Por desgracia, no se puede enseñar a escribir literatura a quien no tiene talento. El talento no se enseña. Sin embargo, a quien sí lo tiene, un buen maestro le puede servir de gran ayuda. Los mejores maestros se encuentran, sin ninguna duda, en la estantería. No se puede adquirir un estilo propio si no se lee y no se imita a los grandes escritores. La admiración y la emulación a los clásicos son el principio obligado de una carrera literaria. Después, están las escuelas de escritura. Son interesantes porque ponen al alumno en contacto con personas que comparten las mismas inquietudes. Lo deseable es que el alumno encuentre a un buen maestro. El buen maestro ha de enseñar a amar la literatura sin papanatería, pero sin malograr la inocencia del alumno. Lo ideal es encontrar un buen maestro que no esté lacrado por el resentimiento. Hay maestros que quieren imponer sus manías y sus prejuicios literarios a sus alumnos. Que les inoculan el desprecio, que es el pecado más estéril de los literatos. De ellos hay que huir como de la peste. Nada mejor que el maestro que enseña a admirar, en primer término, y a analizar las dificultades de la creación. De un taller literario es posible que sólo uno o dos alumnos tengan futuro, pero por esos dos diamantes en bruto merecen la pena todas las escuelas de letras.

Arturo Pérez-Reverte

Escribir no es tanto cuestión de talento como de constancia. El trabajo, la dedicación y las lecturas son el camino más directo para tener éxito en la creación literaria. Con el tiempo, los escritores vamos cambiando y no es la misma novela la que escribes con 20 que la que escribes con 40, o con 60, porque tu corazón cambia con el tiempo, pero creo que todo escritor coherente debe pisar siempre el mismo territorio e ir desarrollándolo con los años. El lector siempre debe reconocer tu territorio. Desconfío del autor que cambia de territorio o que no lo deja claro en sus libros.

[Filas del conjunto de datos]
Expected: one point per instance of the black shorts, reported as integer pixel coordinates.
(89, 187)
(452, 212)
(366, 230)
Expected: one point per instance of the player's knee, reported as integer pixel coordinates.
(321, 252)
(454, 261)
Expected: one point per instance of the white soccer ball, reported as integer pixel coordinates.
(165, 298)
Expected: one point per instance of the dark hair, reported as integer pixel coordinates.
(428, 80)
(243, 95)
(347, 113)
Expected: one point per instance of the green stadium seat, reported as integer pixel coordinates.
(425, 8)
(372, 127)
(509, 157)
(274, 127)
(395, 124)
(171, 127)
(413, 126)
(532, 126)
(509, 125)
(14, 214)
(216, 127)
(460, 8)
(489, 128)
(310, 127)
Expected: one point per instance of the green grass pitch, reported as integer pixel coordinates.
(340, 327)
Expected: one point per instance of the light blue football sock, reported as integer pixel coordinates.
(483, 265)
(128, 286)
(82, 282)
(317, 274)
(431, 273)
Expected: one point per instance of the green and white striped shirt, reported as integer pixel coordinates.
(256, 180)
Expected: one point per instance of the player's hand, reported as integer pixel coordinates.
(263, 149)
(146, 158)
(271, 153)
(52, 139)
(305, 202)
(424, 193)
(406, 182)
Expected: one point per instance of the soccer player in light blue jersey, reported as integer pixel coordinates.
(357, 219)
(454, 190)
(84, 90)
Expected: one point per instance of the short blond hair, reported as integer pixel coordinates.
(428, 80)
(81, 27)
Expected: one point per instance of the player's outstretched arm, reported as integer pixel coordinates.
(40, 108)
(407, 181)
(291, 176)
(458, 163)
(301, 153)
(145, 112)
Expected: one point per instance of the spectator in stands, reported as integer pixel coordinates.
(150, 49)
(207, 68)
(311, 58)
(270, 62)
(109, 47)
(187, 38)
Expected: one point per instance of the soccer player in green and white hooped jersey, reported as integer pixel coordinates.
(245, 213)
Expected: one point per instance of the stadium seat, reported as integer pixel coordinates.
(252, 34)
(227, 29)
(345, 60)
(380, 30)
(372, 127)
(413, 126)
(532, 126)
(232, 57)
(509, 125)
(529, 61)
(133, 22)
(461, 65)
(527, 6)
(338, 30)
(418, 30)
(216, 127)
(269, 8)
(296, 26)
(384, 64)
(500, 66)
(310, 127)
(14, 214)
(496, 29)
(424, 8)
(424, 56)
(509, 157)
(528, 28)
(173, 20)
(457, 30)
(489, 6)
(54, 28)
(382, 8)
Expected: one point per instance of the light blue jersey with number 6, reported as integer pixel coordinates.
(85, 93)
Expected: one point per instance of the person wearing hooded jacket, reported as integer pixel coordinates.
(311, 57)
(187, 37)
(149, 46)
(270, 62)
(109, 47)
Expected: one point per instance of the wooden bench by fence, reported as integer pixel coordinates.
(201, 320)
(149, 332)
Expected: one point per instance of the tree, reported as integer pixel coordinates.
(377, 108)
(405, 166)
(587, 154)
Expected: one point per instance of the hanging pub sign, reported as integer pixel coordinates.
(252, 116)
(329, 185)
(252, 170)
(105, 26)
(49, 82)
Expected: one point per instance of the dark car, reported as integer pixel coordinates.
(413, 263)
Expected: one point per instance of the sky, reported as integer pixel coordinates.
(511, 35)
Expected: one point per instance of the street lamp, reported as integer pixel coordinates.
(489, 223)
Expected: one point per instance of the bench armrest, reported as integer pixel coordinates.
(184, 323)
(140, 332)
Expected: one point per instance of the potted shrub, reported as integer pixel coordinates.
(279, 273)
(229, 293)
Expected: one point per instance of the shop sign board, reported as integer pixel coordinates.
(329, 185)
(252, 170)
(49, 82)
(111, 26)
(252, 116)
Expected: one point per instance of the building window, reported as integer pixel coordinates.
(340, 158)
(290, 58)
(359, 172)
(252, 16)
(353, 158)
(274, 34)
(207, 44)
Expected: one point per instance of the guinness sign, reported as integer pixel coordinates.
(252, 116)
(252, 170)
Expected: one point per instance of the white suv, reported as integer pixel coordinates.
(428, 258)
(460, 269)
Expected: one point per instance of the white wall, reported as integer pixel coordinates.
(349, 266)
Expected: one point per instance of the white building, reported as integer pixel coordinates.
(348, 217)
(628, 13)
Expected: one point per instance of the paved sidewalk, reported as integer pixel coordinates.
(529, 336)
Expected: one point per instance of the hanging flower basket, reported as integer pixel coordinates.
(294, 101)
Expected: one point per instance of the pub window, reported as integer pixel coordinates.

● **Requisitos de tareas**:
1 > Según el texto sobre la enseñanza de la escritura, ¿dónde se encuentran los mejores maestros?
2 > Imprime sin cambios un fragmento del texto sobre la enseñanza de la escritura: empieza en las palabras "Escribir no es" y termina después de "en sus libros.".
Los registros no son necesarios para nada.

● **Resultados por tarea**:
1 > En la estantería.

2 >
Escribir no es tanto cuestión de talento como de constancia. El trabajo, la dedicación y las lecturas son el camino más directo para tener éxito en la creación literaria. Con el tiempo, los escritores vamos cambiando y no es la misma novela la que escribes con 20 que la que escribes con 40, o con 60, porque tu corazón cambia con el tiempo, pero creo que todo escritor coherente debe pisar siempre el mismo territorio e ir desarrollándolo con los años. El lector siempre debe reconocer tu territorio. Desconfío del autor que cambia de territorio o que no lo deja claro en sus libros.